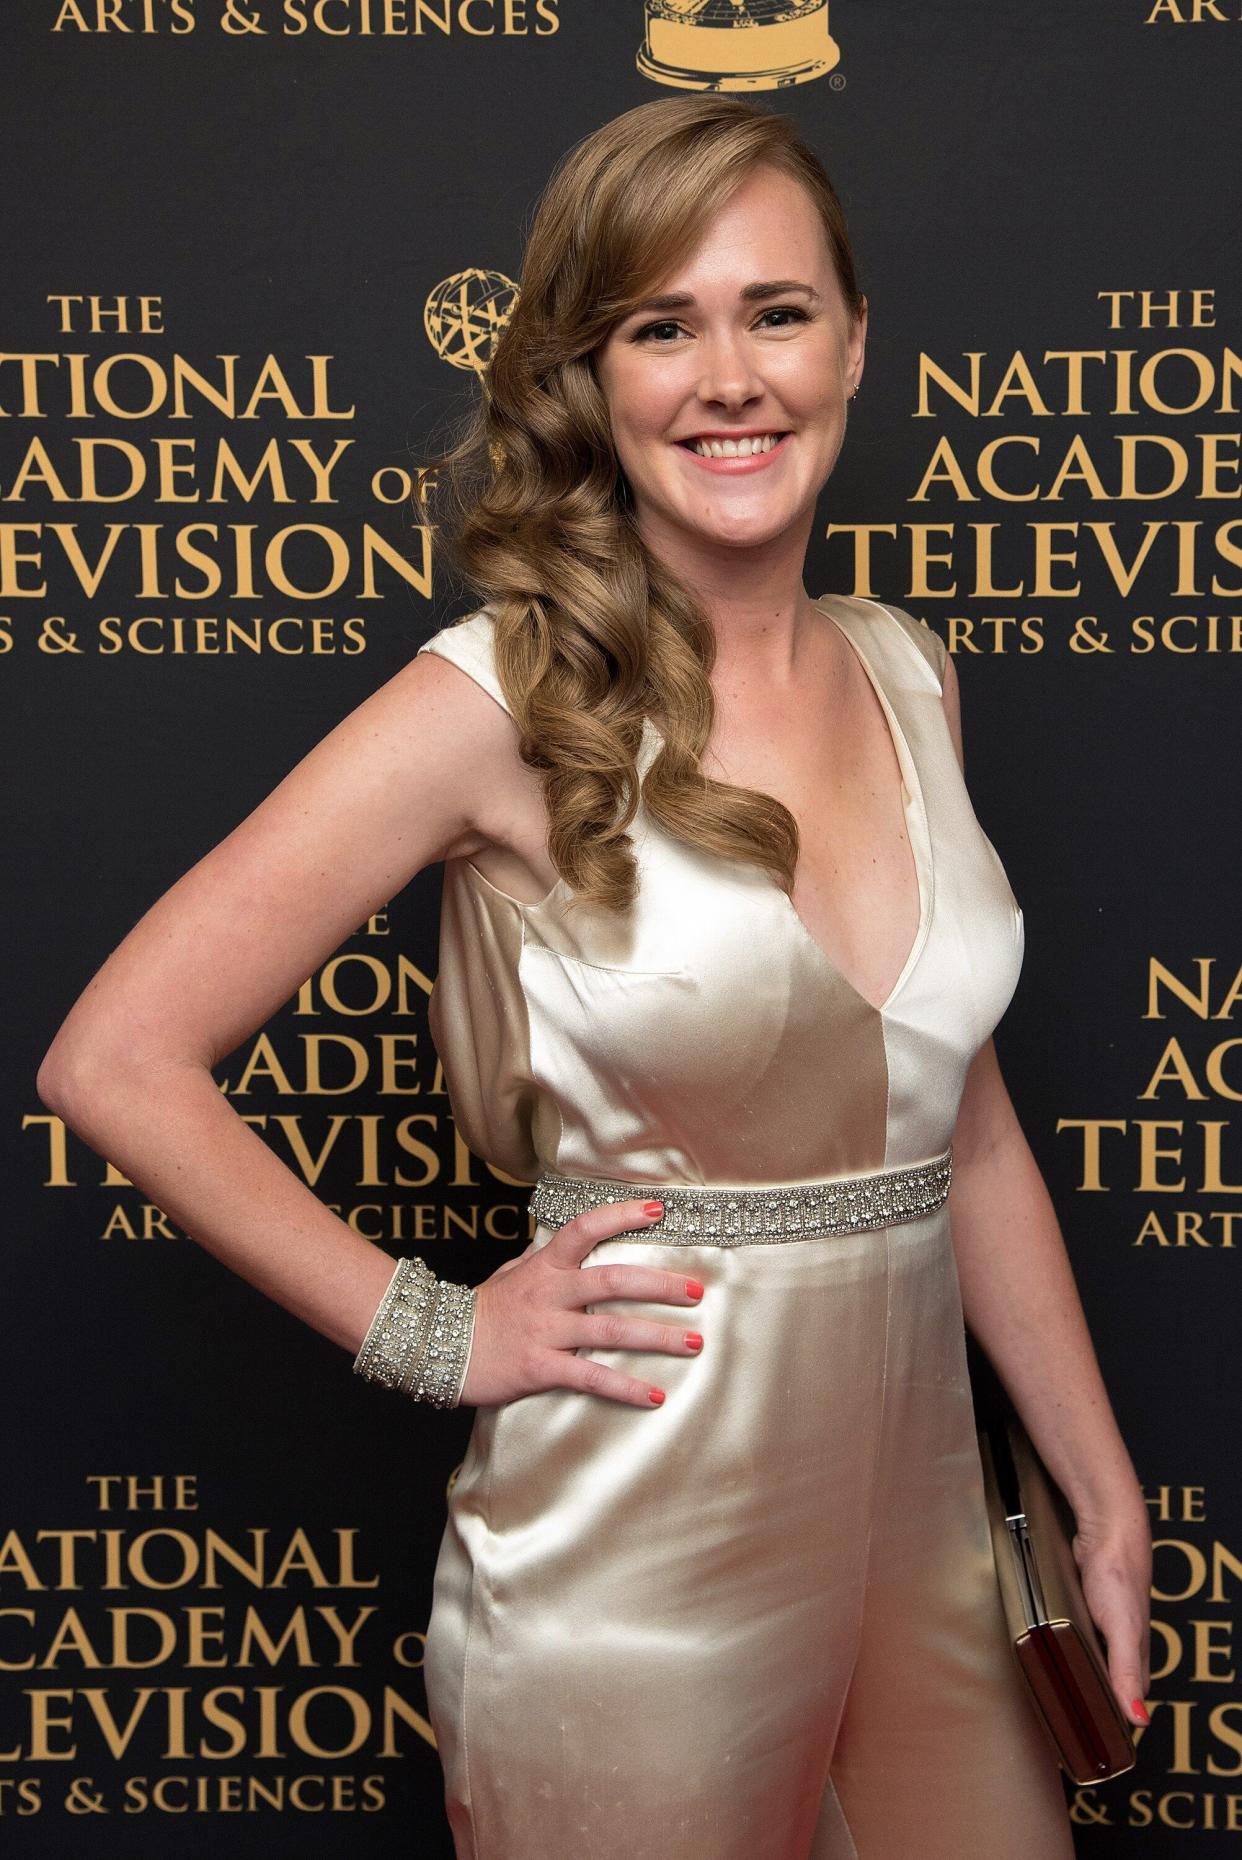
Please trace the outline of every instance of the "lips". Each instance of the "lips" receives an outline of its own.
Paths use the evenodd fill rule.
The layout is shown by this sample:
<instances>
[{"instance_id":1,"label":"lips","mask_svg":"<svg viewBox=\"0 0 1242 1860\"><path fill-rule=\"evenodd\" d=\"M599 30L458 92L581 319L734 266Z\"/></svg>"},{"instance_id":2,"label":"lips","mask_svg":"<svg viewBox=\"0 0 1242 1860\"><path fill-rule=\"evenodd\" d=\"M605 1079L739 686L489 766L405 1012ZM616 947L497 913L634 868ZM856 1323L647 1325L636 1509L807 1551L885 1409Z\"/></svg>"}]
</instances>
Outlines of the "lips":
<instances>
[{"instance_id":1,"label":"lips","mask_svg":"<svg viewBox=\"0 0 1242 1860\"><path fill-rule=\"evenodd\" d=\"M678 444L698 458L748 459L773 451L786 438L787 432L776 428L770 433L700 433Z\"/></svg>"},{"instance_id":2,"label":"lips","mask_svg":"<svg viewBox=\"0 0 1242 1860\"><path fill-rule=\"evenodd\" d=\"M726 439L723 435L717 438L715 433L710 435L702 434L691 439L680 439L677 441L677 444L686 454L687 458L694 460L696 467L700 471L713 472L718 476L726 478L737 478L748 475L751 472L769 470L778 460L785 456L790 441L793 438L793 434L746 434L745 438L749 445L754 446L758 444L759 450L757 452L739 452L737 448L739 440L742 437L742 435L739 435L738 439L734 439L730 434ZM718 449L713 452L698 451L697 447L702 445L704 441L707 441ZM766 450L764 449L765 441L767 442ZM731 446L733 448L732 451L726 451L726 446Z\"/></svg>"}]
</instances>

> [Task statement]: Please keep every line of the data the same when you reproduce it, and keep every picture out.

> [Written solution]:
Please trace the outline of every instance of the "lips". Each instance of the "lips" receives an outline of its own.
Paths use the evenodd fill rule.
The layout is shown by this sample:
<instances>
[{"instance_id":1,"label":"lips","mask_svg":"<svg viewBox=\"0 0 1242 1860\"><path fill-rule=\"evenodd\" d=\"M599 30L458 92L581 319L734 266Z\"/></svg>"},{"instance_id":2,"label":"lips","mask_svg":"<svg viewBox=\"0 0 1242 1860\"><path fill-rule=\"evenodd\" d=\"M605 1079L739 686L489 766L405 1012ZM616 947L497 913L634 868ZM856 1323L647 1325L636 1509L807 1551L885 1409Z\"/></svg>"}]
</instances>
Outlines of the "lips":
<instances>
[{"instance_id":1,"label":"lips","mask_svg":"<svg viewBox=\"0 0 1242 1860\"><path fill-rule=\"evenodd\" d=\"M678 444L698 458L748 459L773 451L786 438L787 432L776 428L770 433L700 433Z\"/></svg>"},{"instance_id":2,"label":"lips","mask_svg":"<svg viewBox=\"0 0 1242 1860\"><path fill-rule=\"evenodd\" d=\"M726 439L723 435L717 438L715 433L710 435L702 434L691 439L680 439L677 441L677 444L686 454L687 458L694 460L696 467L700 471L713 472L718 476L726 478L737 478L748 475L751 472L769 470L778 460L785 456L790 441L793 438L793 434L746 434L745 438L749 445L754 446L758 444L759 450L757 452L739 452L737 448L739 440L742 437L742 435L739 435L738 439L734 439L730 434ZM718 449L713 452L698 451L697 447L702 445L704 441L707 441ZM766 450L764 449L765 441L767 442ZM731 446L733 448L732 451L726 451L726 446Z\"/></svg>"}]
</instances>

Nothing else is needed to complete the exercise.